==== ESTRATTO

I Non Fungible Token, altrimenti detti NFT sono la moda del momento. Nell’ambiente della finanza personale e della blockchain non si parla d’altro.
Si tratta di una innovativa opportunità di investimento, oppure di una moda passeggera destinata a esplodere come una bolla di sapone?
Proviamo a capirlo insieme.
Che cosa sono i Non Fungible Token?
Prima di dare una definizione di NFT, è il caso di spendere due parole su che cosa sia un token.
Ebbene, nel nostro caso, il token non è altro che un insieme di informazioni digitali all’interno di una blockchain. Queste informazioni registrate in una blockchain rappresentano per esempio delle prove univo.
I token non fungibili hanno la caratteristica di non essere intercambiabili tra di loro.
Meglio fare un esempio: i bitcoin, gli euro, i dollari sono beni fungibili poiché hanno un valore stabilito; per tanto possiamo scambiarceli. Una banconota da 100 euro vale esattamente quanto due banconote da 50.
Al contrario, i Non Fungible Token sono beni che non possono essere scambiati tra di loro perché non hanno un valore definito e uguale per tutti. Pensa alle opere d’arte, non puoi scambiare un Picasso con un Monet; o meglio, potresti anche farlo ma il loro valore non è oggettivo.
20 euro valgono allo stesso modo per tutti, una scultura potrebbe valere 1000 euro per me e 5 per te.
Principio di scarsità
L’idea che sta dietro ai Non Fungible Token è quella di digitalizzare e rendere unici dei beni ai quali non può essere affibbiato un valore oggettivo.
Le opere d’arte – ma anche i videogame o gli oggetti da collezionismo – si prestano ad essere tokenizzate.
Una volta tokenizzati, questi beni devono diventare scarsi o, meglio ancora, unici.
Alcuni artisti hanno venduto delle loro opere sotto forma di NFT per cifre sbalorditive. Al momento, il leader indiscusso di questa categoria è senza dubbio lo statunitense Beeple che pochi giorni fa ha venduto in un’asta la sua opera “The first 5.000 days” alla insensata cifra di 60,5 milioni di dollari (qui ne parla il Sole 24ore).
NFT, opere impalpabili
Perché un’opera digitale dovrebbe valere così tanto e, soprattutto, che me ne faccio di un’opera digitale?
Ci sono persone molto facoltose che possono permettersi di spendere svariati milioni per aggiudicarsi opere di artisti immortali. A costoro, oltre al mero possesso, piace anche esporre i loro acquisti.

========
==== SET DI DATI

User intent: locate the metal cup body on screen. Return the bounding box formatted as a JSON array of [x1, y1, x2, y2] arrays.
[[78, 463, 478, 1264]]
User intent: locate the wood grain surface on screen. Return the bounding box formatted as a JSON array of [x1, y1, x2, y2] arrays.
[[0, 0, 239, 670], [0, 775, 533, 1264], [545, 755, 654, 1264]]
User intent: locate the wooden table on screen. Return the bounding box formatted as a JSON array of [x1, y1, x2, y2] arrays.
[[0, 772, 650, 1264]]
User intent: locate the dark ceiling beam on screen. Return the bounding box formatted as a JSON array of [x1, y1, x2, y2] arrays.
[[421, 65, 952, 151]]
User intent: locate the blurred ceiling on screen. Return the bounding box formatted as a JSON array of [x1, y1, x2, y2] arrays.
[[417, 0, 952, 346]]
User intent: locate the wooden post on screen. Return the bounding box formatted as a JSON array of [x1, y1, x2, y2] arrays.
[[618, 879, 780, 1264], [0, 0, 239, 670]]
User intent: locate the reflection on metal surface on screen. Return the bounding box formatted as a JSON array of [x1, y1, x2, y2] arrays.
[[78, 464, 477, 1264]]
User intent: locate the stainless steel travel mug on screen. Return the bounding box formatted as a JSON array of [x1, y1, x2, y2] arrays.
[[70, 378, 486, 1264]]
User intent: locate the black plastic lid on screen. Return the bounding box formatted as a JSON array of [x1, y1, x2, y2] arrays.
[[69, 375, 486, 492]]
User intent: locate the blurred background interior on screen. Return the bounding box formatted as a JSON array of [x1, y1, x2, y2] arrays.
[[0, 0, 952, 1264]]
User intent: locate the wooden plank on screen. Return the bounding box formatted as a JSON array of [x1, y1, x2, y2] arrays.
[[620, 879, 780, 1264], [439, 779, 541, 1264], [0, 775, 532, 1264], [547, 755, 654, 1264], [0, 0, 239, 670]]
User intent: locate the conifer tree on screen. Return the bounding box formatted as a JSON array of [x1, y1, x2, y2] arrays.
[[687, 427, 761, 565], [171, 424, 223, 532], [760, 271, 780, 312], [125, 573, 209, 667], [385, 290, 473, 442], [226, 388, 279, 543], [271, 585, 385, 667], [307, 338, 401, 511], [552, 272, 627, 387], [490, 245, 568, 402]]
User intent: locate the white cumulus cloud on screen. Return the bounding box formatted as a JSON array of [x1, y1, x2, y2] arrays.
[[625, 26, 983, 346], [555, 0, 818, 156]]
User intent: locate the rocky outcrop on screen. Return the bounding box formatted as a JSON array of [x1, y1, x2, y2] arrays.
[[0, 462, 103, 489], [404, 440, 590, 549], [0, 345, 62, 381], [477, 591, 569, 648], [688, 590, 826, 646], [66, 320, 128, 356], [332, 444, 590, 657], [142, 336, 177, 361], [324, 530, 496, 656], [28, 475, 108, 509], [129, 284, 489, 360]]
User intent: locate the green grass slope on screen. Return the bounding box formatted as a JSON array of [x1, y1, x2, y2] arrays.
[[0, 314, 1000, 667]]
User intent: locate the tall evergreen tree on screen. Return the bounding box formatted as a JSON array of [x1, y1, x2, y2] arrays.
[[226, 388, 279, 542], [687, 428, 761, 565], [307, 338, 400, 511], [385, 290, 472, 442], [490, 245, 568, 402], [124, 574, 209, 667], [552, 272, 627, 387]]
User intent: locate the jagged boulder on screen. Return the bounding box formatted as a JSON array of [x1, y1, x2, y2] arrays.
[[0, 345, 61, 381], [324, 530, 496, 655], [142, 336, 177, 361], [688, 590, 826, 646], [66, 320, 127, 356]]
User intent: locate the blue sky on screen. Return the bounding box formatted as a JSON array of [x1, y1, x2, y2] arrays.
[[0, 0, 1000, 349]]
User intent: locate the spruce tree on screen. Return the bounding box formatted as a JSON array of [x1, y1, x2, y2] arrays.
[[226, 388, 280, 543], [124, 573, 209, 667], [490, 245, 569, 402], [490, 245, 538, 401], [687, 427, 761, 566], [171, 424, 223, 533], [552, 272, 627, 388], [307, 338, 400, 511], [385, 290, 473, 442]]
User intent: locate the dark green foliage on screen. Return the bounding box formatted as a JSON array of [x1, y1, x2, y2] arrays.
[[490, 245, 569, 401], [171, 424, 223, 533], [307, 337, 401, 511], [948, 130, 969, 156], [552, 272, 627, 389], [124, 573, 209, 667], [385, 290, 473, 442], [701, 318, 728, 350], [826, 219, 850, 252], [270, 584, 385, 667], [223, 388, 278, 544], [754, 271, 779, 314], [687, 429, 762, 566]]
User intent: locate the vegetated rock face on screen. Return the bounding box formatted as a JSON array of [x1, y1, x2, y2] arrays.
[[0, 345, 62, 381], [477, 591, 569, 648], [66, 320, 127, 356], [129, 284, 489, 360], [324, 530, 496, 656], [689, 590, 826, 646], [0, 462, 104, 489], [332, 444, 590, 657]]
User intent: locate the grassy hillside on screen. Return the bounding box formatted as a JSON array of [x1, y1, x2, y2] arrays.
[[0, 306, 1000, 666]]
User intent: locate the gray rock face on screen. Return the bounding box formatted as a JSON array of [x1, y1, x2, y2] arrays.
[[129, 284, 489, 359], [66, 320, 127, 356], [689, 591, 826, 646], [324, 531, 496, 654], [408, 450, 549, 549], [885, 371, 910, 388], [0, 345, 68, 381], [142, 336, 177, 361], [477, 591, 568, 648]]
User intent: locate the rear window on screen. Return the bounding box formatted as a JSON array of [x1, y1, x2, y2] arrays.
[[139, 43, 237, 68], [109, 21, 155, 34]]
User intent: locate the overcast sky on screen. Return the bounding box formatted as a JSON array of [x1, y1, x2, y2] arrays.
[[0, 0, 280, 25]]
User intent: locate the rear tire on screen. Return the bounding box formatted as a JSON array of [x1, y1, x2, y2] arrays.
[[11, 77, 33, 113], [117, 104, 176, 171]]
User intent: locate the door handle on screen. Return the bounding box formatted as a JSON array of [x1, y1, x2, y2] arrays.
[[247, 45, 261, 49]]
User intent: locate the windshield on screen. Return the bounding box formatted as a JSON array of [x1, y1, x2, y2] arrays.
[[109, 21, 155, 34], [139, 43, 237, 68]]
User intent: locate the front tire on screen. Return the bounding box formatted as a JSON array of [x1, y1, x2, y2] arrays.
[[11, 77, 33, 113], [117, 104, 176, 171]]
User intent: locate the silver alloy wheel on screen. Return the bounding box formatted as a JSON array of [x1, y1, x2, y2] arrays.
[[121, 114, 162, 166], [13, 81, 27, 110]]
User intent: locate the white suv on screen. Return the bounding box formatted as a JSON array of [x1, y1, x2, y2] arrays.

========

CONSEGNA 1:
Rispondi in base all'estratto sugli NFT:
(a) Quante banconote da 50 euro valgono esattamente quanto una da 100?
(b) Quali due pittori vengono nominati come esempio di opere d'arte non scambiabili?
(c) Per quale cifra Beeple ha venduto all'asta "The first 5.000 days"?
CONSEGNA 2:
Estrai senza modifiche, per favore, le righe del set di dati: comincia dalla riga che contiene "User intent: locate the green" e fermati dopo quella che contiene "[[0, 314, 1000, 667]]".

RISPOSTA 1:
(a) Due.
(b) Picasso e Monet.
(c) 60,5 milioni di dollari.

RISPOSTA 2:
User intent: locate the green grass slope on screen. Return the bounding box formatted as a JSON array of [x1, y1, x2, y2] arrays.
[[0, 314, 1000, 667]]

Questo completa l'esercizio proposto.